*** Opening SELECTED EXCERPT ***

Hundreds of students walked out Brooklyn Technical High School Tuesday — a show of frustration at current coronavirus policies and of support for a remote option at the nation’s largest high school.

Students walked out of the school, which serves 6,000 students from around the five boroughs and is among the city’s most prestigious, at 11:52 a.m., as part of what was planned as a citywide walkout amid a massive surge of omicron cases among students and staff in public schools.

On December 23, the last day of school before winter break began, there had been just 21,828 cases of coronavirus reported to the school system’s Situation Room.

What You Need To Know

  • Students at Brooklyn Tech were among those across the city who walked out of class early Tuesday

  • They are calling for a remote option for students, and say schools aren't doing enough to protect them from COVID

  • The number of cases among students and staff has skyrocketed since the return from winter break

As of today, there have been 116,126, with thousands being reported each day since schools reopened last Monday. That includes more than 14,000 cases reported just yesterday.

There is currently no remote option for students, who are required to attend in person unless they are ill. 

Beginning last week, the city has stopped closing classrooms when a student tests positive, instead giving out rapid tests to the child’s classmates, and having them remain in school if they test negative.

“To be honest, I’ve already gotten like four COVID tests. I mean doesn’t that show enough?” student Shuhana Uddin said. “If we’re going to constantly be giving tests out, is there ever going to be an end to this? I just can’t take it anymore.”

Another student named Andrew wore his negative rapid test around his neck like a badge of honor as he left the school Tuesday.

“I got this negative test, you know, dog tags,” he said.

Joyce Li, another student, said many kids don’t even wait to get home before taking the tests.

*** Closing SELECTED EXCERPT ***
*** Opening GIVEN ENTRIES ***

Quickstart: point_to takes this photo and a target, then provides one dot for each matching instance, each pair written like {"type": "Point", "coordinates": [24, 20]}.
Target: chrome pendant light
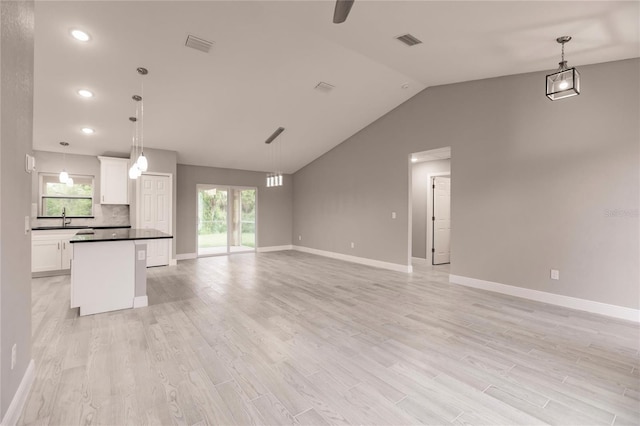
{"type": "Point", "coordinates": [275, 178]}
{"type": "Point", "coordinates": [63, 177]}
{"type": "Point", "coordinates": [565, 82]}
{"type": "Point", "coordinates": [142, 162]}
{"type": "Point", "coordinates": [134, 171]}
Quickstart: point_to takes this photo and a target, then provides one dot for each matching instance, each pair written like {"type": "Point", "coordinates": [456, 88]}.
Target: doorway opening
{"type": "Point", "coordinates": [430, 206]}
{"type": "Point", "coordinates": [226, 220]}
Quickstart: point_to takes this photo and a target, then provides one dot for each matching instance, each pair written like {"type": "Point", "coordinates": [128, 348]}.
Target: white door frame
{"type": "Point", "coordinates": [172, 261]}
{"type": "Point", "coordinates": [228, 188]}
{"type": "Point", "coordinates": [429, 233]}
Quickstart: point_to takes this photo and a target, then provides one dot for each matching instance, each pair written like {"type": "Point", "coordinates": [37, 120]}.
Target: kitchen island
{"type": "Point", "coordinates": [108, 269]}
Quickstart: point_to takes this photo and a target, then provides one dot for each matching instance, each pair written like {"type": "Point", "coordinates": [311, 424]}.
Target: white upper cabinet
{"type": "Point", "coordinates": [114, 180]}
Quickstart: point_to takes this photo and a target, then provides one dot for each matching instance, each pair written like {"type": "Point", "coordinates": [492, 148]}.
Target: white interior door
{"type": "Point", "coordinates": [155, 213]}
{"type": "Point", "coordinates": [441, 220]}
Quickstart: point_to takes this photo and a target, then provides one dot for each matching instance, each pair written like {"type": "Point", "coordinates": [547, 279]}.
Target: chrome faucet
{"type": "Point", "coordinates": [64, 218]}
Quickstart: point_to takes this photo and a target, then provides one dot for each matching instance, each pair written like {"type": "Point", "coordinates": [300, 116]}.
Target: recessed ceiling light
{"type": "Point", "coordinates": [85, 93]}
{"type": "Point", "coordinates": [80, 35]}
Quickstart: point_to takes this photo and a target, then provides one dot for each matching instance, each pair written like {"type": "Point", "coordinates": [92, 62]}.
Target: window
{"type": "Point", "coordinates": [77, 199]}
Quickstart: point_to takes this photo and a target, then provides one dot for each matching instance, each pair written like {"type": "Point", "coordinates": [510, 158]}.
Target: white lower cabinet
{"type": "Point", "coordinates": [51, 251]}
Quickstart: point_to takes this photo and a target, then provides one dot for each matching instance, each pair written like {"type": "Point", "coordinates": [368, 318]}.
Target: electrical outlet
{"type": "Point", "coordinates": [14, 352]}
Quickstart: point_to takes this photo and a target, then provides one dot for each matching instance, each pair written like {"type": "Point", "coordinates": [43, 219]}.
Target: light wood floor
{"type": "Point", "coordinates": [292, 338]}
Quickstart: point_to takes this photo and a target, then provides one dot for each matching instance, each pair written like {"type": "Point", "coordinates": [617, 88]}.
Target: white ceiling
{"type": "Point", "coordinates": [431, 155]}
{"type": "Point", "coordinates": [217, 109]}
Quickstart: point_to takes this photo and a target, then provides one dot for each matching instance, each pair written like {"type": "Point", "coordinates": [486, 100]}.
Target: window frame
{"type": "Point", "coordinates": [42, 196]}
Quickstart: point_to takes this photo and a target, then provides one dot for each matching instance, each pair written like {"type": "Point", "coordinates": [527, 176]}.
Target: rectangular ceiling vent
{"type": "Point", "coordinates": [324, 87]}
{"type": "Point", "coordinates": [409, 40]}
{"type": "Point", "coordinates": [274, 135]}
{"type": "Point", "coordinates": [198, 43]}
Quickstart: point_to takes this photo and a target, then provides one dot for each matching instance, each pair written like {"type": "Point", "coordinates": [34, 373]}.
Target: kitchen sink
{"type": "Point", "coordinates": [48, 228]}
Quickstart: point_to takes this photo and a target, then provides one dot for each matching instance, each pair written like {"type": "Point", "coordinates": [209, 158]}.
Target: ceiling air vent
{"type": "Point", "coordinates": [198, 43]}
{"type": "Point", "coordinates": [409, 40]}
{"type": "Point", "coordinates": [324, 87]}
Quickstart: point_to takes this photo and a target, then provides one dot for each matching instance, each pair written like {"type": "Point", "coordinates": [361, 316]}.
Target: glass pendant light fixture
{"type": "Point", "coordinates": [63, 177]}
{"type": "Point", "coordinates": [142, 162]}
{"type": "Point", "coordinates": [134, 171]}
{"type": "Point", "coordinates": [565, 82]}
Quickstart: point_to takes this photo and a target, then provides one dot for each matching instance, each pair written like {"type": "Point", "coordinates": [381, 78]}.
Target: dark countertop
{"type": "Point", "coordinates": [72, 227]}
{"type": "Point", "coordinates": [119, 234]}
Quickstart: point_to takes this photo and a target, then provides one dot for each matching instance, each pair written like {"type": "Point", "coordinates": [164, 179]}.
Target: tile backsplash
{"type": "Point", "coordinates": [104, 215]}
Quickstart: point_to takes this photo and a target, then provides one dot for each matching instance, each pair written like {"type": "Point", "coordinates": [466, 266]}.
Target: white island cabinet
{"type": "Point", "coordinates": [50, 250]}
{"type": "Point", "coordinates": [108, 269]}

*** Closing GIVEN ENTRIES ***

> [PROBLEMS AND TASKS]
1. From the article on the Brooklyn Tech walkout, extract the passage that opens with the words containing "Another student named" and closes with "taking the tests.".
2. Extend the article on the Brooklyn Tech student walkout, picking up right after its final sentence.

> [WRITTEN ANSWERS]
1.
Another student named Andrew wore his negative rapid test around his neck like a badge of honor as he left the school Tuesday.

“I got this negative test, you know, dog tags,” he said.

Joyce Li, another student, said many kids don’t even wait to get home before taking the tests.

2.
“Teachers tell us we’re not supposed to take the test at school, but I know a lot of people, they take it in the hallways, they take it in the bathrooms, because they’re scared what if they test positive and bring this virus home to their families and people they care about,” Joyce said.

That fear — coupled with persistent absences from students and staff — make it hard to learn.

“We’re supposed to pretend everything is normal, but it clearly isn’t, and we’re just supposed to pretend that everything is fine, and we should just keep on going with our day, complete our assignments on time, complete our finals, but maybe some kids have COVID, and they can’t take their finals. Our semester ends soon, our school hasn’t been very accommodating about that either,” she said.

Many of the students walking out didn't love their time doing remote learning, but said they think, at this point, a temporary return is necessary.

“We want to go remote for a while just until things slow down, until we can get it under control," Joyce said. "Because right now, it is controlling us."

On Twitter, Schools Chancellor David Banks said he'd meet with organizers of the walk-out.

A Department of Education spokeswoman added the department understands the concerns of school communities, and supports civic engagement among its students.